AIM OF THE TASK: The answer should consist of each line from the data below that includes "MUST".

• • • • •

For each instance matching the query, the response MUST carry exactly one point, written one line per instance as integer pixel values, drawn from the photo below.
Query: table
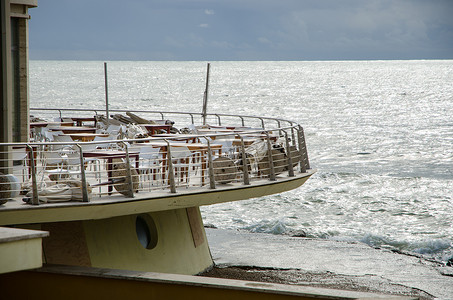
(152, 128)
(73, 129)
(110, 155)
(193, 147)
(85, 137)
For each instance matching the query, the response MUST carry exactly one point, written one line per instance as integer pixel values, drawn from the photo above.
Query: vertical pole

• • • • •

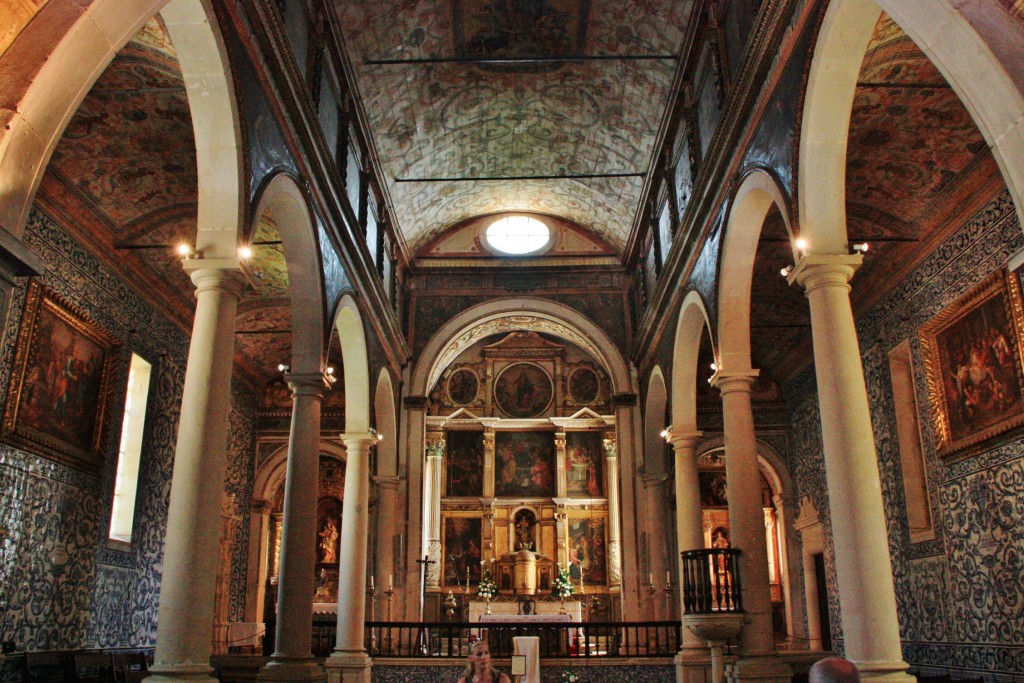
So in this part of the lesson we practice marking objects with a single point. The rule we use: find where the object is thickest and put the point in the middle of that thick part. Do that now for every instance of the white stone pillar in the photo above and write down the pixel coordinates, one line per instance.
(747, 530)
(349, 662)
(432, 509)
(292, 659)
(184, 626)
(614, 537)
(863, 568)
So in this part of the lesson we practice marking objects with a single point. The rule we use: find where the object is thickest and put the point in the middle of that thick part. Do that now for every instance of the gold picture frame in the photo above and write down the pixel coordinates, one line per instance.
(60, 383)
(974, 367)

• • • • •

YOUR RESPONSE:
For each instance matching the query, the response MUST carry exactly one point, written one line per instance as integer pixel values, drawn from the photo below.
For each instance matching the query, the response MUST carry exactly one point, written one line per instance as integer pixel values, drawn from the photo above.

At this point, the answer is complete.